Task details |
Nothing in the records below should be altered in the copy, although the pictures must be left out.

Dataset content START

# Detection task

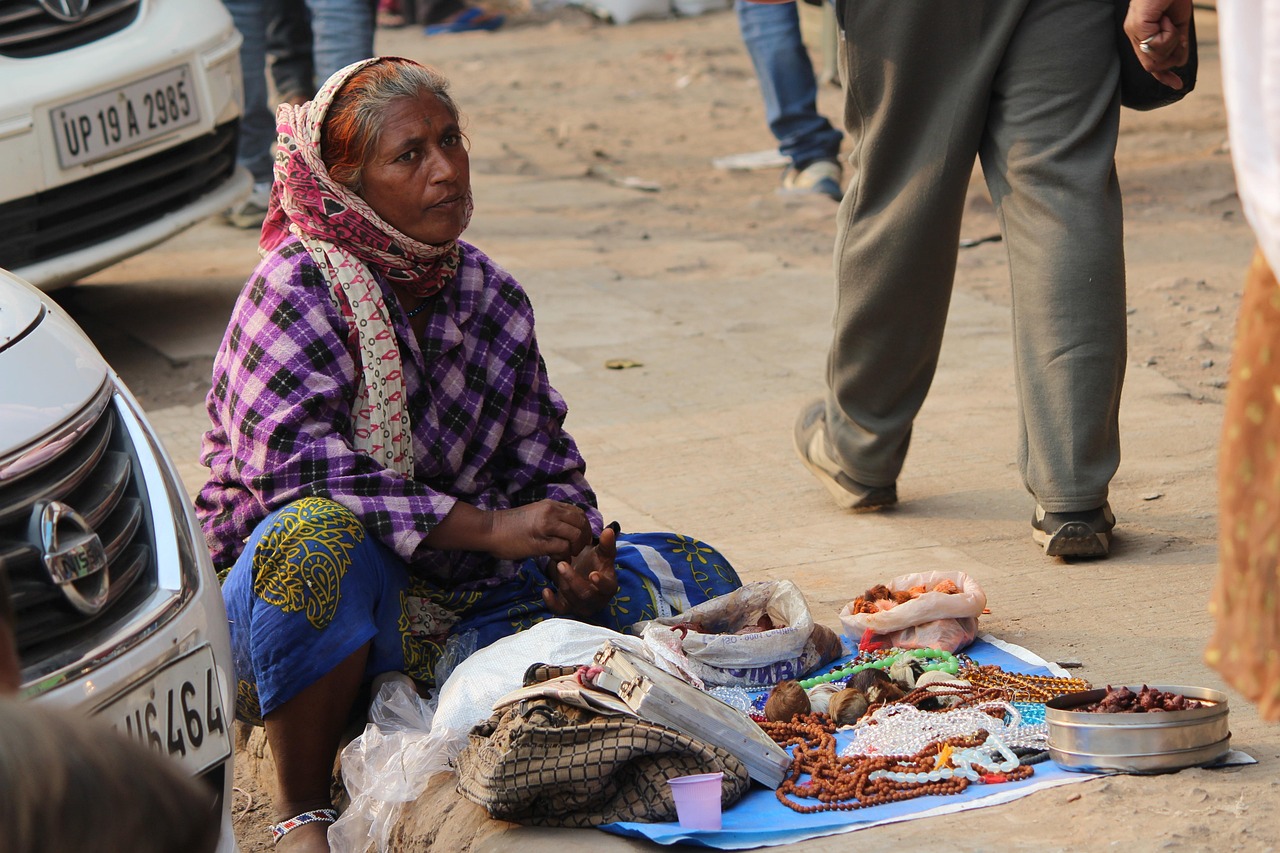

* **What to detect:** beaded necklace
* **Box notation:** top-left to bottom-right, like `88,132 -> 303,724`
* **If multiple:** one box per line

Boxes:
406,297 -> 431,319
798,647 -> 960,690
898,683 -> 1011,712
760,715 -> 1025,813
839,701 -> 1049,758
868,731 -> 1025,784
960,663 -> 1091,702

Dataset content END

Answer |
# Detection task


* **What to detect:** beaded necklace
* **Box notation:** top-left to bottom-right, like `88,132 -> 303,724`
* **If multiple:** one box per line

Boxes:
406,297 -> 431,319
798,647 -> 960,690
898,683 -> 1011,712
760,715 -> 1025,813
839,701 -> 1049,758
868,731 -> 1025,784
960,663 -> 1091,702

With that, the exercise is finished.